The US Fish and Wildlife Service (USFWS) and the National Fish and Wildlife Foundation (NFWF) teamed up to create the competitive grant program called the Bats for the Future Fund. The fund, already with a $1 million seed money investment from the USFWS, aims to research and develop treatments for white-nose syndrome. The disease has killed more than six million bats in the last 10 years and has wiped out 90 to 100 percent of bats in some specific sites. The US Forest Service has also committed to a minimum of $100,000 for the fund’s first year.

The October 27 event was the kickstarter for a fundraising drive soliciting support from private sources.

The name white-nose syndrome derives from the visible fungus that appears on bats’ muzzles and other parts of their body during their hibernation period. The fungus grows in the soil and walls of cold environments where bats can often be found hibernating during the winter. As bats hang motionless until the warmer months, the fungus continues to spread in the winter and eventually grows onto the bats.

• STUDY QUESTIONS:
a. For each statement, say yes or no according to the white-nose syndrome text, and quote the exact words that decide it.
(i) The USFWS put $1 million of seed money into the fund.
(ii) The US Forest Service committed at least $500,000 for the fund's first year.
(iii) The fungus grows in the soil and walls of warm environments.
b. Answer these questions from the white-nose syndrome text.
(i) How many bats has the disease killed in the last 10 years?
(ii) On what date was the event that kicked off the fundraising drive?
(iii) Where on the bats does the visible fungus appear?
Answer using only the white-nose syndrome text.

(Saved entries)
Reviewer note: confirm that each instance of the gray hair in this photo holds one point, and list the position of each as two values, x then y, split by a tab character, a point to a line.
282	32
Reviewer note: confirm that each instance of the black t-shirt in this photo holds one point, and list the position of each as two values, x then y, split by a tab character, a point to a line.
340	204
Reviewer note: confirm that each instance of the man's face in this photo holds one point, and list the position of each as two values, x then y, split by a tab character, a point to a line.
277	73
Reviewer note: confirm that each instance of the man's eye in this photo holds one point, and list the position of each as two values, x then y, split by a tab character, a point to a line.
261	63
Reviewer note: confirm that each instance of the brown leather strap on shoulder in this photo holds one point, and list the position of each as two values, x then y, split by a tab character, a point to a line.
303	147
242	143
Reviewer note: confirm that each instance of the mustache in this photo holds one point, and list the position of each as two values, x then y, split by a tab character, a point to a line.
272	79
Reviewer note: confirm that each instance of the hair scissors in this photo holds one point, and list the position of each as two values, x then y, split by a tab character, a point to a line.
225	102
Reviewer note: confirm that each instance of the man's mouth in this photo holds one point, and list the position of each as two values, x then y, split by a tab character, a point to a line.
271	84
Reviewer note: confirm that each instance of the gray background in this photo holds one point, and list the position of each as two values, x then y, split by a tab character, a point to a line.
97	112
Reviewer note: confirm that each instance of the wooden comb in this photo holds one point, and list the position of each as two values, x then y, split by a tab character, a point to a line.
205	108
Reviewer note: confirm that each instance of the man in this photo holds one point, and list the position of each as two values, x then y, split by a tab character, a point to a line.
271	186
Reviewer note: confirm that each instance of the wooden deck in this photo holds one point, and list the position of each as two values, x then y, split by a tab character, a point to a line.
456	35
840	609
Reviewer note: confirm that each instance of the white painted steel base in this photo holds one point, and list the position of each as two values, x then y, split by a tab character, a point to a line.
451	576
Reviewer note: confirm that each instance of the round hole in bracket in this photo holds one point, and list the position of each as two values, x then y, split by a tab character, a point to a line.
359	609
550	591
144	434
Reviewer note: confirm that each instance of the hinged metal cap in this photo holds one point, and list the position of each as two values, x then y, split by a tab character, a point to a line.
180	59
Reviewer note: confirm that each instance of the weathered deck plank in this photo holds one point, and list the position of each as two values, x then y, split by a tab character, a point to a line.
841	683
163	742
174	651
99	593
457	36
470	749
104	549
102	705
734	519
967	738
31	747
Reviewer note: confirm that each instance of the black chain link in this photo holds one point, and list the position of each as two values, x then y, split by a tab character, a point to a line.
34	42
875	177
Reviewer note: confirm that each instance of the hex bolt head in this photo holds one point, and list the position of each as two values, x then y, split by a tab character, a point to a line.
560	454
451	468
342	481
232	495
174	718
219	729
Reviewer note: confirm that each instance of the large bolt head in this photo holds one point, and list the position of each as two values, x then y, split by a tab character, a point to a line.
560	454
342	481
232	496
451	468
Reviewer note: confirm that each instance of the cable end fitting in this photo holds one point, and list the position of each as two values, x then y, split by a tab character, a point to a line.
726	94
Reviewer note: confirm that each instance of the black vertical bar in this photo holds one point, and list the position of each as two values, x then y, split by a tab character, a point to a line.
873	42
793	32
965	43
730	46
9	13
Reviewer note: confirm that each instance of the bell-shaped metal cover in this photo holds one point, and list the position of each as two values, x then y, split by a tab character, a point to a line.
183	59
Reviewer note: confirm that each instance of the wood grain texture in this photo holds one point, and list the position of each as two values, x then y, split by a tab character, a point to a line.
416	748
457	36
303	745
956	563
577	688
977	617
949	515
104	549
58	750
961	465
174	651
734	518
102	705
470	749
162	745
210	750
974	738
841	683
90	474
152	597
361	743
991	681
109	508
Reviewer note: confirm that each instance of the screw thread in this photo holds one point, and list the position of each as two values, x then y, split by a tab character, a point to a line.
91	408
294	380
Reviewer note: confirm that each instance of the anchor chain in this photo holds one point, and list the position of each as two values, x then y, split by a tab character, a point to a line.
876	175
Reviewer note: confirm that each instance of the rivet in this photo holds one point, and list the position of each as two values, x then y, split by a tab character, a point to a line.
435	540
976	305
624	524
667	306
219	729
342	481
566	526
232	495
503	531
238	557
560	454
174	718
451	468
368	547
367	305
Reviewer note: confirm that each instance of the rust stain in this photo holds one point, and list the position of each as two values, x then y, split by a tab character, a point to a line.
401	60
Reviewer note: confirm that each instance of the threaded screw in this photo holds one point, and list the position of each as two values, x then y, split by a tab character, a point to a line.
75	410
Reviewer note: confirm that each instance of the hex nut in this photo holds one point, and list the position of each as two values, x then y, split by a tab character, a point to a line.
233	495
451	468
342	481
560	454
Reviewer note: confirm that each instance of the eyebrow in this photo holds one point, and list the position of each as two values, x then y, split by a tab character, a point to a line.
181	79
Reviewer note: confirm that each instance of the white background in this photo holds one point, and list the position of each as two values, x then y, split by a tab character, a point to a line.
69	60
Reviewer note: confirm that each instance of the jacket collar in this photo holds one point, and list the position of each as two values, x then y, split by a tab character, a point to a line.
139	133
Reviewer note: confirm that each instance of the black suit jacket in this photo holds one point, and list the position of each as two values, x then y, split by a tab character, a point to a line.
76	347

• SOLUTIONS TO THE EXERCISE:
a.
(i) Yes: "already with a $1 million seed money investment from the USFWS"
(ii) No: "a minimum of $100,000 for the fund’s first year"
(iii) No: "The fungus grows in the soil and walls of cold environments"

b.
(i) More than six million.
(ii) October 27.
(iii) On their muzzles and other parts of their body, during their hibernation period.